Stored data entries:
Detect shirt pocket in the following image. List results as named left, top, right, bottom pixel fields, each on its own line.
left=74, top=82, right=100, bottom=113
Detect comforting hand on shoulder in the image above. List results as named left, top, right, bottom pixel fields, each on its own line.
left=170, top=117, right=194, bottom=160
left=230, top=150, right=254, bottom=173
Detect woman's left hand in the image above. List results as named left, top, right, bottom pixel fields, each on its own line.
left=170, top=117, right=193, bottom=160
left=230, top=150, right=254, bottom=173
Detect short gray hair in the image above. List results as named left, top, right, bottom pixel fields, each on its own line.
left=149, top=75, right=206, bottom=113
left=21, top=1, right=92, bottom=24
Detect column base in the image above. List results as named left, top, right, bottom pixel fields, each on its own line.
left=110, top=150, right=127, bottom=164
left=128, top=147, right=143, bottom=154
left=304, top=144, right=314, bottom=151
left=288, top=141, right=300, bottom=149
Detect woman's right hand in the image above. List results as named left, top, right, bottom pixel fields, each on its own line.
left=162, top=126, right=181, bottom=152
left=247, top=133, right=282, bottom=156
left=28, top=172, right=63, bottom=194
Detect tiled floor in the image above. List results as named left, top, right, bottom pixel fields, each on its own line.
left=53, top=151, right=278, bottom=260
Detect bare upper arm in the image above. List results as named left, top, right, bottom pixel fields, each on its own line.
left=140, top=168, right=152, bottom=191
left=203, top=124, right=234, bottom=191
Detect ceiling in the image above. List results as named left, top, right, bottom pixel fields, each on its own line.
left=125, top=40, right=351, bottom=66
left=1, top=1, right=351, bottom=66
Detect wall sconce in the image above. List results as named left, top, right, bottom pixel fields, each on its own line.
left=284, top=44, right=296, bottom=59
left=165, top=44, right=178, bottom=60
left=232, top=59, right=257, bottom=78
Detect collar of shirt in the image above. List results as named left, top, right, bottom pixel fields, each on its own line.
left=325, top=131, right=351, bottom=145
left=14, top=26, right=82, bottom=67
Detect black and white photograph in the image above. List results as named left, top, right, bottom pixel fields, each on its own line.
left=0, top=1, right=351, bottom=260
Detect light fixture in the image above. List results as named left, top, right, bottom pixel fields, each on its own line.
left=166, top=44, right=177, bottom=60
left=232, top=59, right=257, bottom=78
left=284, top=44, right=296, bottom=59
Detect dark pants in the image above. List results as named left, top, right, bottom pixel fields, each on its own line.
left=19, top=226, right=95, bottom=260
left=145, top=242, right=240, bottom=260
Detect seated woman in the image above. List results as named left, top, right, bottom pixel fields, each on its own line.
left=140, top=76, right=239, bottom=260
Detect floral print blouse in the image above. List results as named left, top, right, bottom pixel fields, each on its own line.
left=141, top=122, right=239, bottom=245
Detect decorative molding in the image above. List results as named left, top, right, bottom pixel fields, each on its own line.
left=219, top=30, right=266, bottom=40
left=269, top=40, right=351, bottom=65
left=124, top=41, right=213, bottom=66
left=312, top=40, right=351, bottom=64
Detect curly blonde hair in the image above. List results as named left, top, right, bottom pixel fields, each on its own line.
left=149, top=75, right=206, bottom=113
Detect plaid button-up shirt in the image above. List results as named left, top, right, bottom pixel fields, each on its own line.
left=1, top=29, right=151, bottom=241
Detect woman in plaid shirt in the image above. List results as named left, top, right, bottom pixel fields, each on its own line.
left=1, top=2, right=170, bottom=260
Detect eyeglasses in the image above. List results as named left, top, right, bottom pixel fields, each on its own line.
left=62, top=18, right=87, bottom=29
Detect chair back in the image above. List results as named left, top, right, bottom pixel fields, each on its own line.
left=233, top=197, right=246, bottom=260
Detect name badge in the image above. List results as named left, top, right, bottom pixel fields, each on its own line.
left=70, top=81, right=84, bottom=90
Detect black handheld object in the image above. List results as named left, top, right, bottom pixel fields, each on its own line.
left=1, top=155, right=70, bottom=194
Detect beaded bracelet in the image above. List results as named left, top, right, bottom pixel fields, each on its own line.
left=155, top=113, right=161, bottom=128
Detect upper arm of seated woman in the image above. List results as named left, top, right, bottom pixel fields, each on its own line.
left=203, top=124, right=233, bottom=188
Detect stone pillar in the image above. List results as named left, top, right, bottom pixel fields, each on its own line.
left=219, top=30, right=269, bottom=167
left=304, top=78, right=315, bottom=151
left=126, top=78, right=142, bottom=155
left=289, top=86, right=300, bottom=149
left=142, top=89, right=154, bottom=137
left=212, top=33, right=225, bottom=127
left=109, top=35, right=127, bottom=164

---

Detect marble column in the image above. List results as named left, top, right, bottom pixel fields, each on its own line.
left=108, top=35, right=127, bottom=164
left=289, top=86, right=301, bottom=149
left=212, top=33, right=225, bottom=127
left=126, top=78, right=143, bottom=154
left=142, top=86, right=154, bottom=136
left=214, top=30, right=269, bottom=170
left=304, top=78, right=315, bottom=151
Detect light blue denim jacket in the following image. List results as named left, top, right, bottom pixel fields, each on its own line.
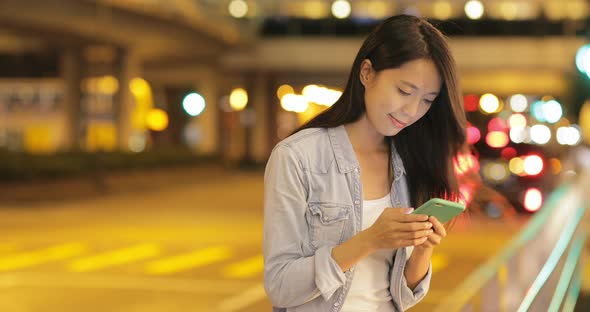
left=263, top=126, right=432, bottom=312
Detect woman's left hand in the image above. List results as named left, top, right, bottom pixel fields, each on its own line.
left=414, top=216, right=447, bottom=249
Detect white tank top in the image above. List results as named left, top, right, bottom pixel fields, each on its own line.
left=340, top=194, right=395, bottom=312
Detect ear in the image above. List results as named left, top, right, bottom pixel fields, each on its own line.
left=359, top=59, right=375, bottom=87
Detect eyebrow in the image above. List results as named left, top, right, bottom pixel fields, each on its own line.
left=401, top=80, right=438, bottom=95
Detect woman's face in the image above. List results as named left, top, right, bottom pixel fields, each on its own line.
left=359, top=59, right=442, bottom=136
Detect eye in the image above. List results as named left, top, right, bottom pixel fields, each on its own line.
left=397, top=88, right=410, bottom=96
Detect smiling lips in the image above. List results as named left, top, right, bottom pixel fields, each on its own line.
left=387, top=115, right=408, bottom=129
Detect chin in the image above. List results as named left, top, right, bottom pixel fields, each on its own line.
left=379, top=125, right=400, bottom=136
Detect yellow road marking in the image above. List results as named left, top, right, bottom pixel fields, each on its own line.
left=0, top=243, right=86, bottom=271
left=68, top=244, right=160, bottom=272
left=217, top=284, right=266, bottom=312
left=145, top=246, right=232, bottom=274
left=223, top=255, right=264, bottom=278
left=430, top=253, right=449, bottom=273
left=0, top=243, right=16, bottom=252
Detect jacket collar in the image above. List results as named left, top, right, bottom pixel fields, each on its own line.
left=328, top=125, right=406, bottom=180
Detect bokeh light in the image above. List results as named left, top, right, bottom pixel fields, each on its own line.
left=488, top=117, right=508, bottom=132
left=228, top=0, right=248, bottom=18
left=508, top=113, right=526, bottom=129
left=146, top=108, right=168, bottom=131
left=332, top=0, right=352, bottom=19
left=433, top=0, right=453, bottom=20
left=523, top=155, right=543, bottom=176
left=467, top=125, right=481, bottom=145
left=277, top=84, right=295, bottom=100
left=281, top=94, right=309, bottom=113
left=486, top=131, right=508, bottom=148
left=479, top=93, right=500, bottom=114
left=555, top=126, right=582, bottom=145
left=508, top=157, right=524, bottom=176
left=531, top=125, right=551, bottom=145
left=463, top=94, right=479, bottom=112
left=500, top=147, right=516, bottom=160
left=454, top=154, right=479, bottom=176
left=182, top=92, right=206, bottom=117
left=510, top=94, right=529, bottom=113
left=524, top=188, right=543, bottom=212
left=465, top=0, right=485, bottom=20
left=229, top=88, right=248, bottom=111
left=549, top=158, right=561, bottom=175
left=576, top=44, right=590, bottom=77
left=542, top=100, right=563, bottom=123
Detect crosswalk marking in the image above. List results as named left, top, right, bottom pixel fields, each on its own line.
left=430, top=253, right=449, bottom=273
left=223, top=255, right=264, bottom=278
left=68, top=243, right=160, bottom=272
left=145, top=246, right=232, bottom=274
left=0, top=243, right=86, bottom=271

## To do
Edit the entries starting at the line containing "Detect short gray" and ending at the line containing "left=203, top=124, right=234, bottom=191". Change "tiled floor" to "tile floor", leave everything else as it is, and give back only those lines.

## Task result
Detect short gray hair in the image above. List results as named left, top, right, bottom pixel fields, each on its own line.
left=149, top=75, right=206, bottom=113
left=21, top=1, right=92, bottom=24
Detect column base in the image above. List results as named left, top, right, bottom pixel fields, each on its own line.
left=110, top=150, right=127, bottom=164
left=128, top=147, right=143, bottom=154
left=304, top=144, right=314, bottom=151
left=288, top=141, right=300, bottom=149
Detect woman's right hand in the image above. List results as named left, top, right, bottom pixel fields, each on its own line.
left=162, top=126, right=181, bottom=152
left=247, top=133, right=282, bottom=156
left=28, top=172, right=63, bottom=194
Detect tile floor in the image above. List results as named left, top, right, bottom pixel fields, each on its own line.
left=53, top=151, right=278, bottom=260
Detect bare upper arm in the image above. List results as named left, top, right, bottom pixel fields, each on its own line.
left=140, top=168, right=152, bottom=191
left=203, top=124, right=234, bottom=191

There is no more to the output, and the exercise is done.